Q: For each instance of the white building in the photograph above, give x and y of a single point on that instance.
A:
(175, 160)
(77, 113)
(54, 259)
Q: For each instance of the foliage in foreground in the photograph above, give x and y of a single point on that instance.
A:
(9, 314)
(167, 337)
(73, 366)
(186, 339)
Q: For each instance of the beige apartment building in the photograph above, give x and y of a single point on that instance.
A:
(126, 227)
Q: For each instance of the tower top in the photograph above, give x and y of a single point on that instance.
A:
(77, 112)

++++

**Assignment**
Exactly as they stand, write out all of the entries.

**Response box**
Q: For each instance of the white building in the photograph above, give x and y of a single point on that instance.
A:
(175, 160)
(77, 113)
(54, 259)
Q: For each instance of the foliage in foreground in the photograph above, give x and y of a single point on that instance.
A:
(9, 314)
(167, 337)
(73, 366)
(186, 339)
Q: For each instance of the beige apartment building in the photograph above, give x and y of a single point on that instance.
A:
(126, 227)
Q: For each instance of the tower top in the photograph above, give x and y of a single point on that instance.
A:
(77, 112)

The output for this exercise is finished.